TASK DESCRIPTION. Start at the line containing "the man's smiling" and transcribe every line exactly through the end of the records below, and only those lines.

====== PROVIDED DATA ======

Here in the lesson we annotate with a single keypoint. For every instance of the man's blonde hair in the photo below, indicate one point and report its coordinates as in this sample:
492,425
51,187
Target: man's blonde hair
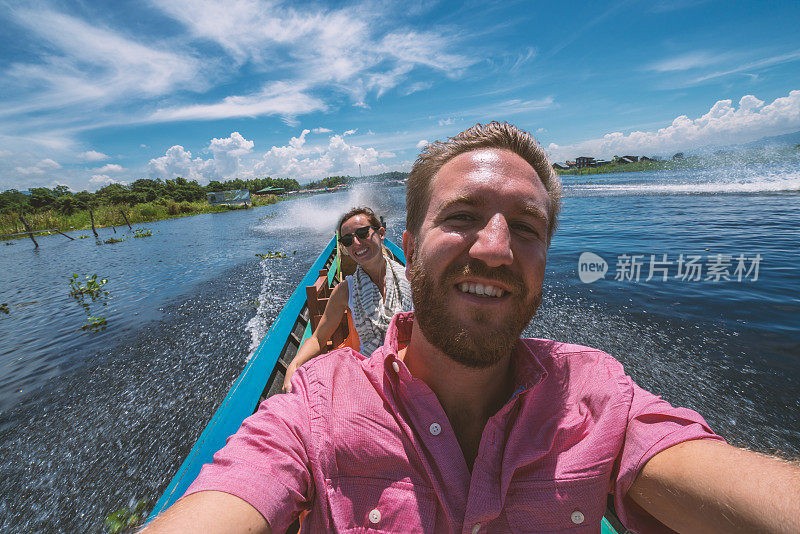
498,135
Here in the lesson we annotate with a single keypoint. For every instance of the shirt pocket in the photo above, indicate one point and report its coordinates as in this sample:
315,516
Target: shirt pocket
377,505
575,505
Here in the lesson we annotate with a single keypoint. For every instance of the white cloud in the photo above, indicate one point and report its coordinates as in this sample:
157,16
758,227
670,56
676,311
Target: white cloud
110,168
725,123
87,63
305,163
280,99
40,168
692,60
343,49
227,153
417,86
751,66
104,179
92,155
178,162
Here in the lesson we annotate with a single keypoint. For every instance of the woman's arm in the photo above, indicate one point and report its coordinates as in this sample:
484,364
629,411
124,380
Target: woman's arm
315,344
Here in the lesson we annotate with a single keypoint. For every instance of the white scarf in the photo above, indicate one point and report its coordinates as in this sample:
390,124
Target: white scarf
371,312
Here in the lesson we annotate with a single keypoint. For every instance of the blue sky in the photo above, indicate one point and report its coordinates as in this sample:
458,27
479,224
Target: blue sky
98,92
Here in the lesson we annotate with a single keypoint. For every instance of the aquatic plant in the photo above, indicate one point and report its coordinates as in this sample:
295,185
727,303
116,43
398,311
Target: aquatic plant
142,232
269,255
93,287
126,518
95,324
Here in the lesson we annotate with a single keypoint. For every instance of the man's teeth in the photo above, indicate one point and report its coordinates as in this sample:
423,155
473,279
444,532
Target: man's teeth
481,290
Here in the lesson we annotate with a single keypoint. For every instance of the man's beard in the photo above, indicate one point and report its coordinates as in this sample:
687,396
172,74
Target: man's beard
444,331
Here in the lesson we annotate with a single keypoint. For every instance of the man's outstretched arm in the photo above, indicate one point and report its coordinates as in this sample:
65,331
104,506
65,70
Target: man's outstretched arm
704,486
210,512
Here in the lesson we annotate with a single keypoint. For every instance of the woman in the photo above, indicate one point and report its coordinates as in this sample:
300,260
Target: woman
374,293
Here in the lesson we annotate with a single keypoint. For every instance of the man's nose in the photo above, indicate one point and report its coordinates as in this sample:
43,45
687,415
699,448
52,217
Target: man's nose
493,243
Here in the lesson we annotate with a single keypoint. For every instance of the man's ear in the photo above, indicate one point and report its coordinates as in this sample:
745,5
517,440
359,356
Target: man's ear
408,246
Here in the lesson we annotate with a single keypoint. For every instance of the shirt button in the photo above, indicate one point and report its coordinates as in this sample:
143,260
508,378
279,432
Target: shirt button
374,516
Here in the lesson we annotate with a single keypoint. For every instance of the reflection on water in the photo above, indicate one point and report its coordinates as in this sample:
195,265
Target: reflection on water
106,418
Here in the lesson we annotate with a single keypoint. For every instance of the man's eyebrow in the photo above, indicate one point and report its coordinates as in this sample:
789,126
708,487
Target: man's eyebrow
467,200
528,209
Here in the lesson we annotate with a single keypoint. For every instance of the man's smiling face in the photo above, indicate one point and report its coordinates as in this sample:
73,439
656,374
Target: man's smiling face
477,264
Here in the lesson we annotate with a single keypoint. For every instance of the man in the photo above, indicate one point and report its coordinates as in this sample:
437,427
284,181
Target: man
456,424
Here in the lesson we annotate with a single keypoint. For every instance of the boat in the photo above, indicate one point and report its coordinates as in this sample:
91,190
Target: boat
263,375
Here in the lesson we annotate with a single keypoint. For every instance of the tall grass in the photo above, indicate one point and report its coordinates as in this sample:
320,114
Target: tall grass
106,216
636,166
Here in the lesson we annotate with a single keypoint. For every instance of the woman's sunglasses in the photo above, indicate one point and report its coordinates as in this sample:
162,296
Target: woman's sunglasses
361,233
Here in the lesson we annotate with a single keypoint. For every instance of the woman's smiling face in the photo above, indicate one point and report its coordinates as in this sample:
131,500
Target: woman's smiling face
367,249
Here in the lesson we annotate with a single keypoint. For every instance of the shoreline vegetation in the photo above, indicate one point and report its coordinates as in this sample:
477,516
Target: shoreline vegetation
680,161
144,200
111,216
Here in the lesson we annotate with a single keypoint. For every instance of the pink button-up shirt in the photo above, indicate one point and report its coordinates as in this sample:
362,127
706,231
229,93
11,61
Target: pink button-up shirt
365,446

======

TASK OUTPUT.
Here in the lesson we annotate with a single keypoint. For every instance of the man's smiling face in the photo above, indicate one point and report its coordinates as in this sample:
73,439
656,374
Target: man's smiling face
477,264
Here in the lesson we annotate with a single keypoint. For every instance of the man in the photo above, indicate one point and report its coordinates as in this sample:
437,427
284,181
Target: man
456,424
Here in the lesson we annotate with a single keypoint. For every instance of the boat in the photo above, indicate one point and report its coordinates as in this sample:
91,190
Target: boat
263,375
Here in the lesson we annotate with a single keypoint. For every instance of the tall grass in the photo above, indicate one point and report its coordinates as in this sample:
320,114
Target: tall grass
106,216
636,166
Here in the lesson we annotate with a single keypoint. For every instance of the woman's sunglasses in the photo above, indicate one point and report its coordinates as in this sample:
162,296
Target: woman's sunglasses
361,233
Here in the lesson we annotate with a single keypoint. For every instance of the woman's smiling face in the photo above, indicate one point and report its coordinates as in this sample:
131,500
Target: woman's smiling face
367,249
Here in the lesson we annotate with a single keypoint. For every instance of the shoreline vegetation in the photo above, indicate one point and report its coordinates as in this sample:
477,516
Target: shoreline vegetation
680,161
144,200
111,216
Here in the lesson we annotate with a single keypoint. For every instance of the pink button-up shirt in the photo above, indicate one point and report its coordinates as in this sample:
362,127
706,231
229,93
11,61
Target: pink button-up shirt
365,446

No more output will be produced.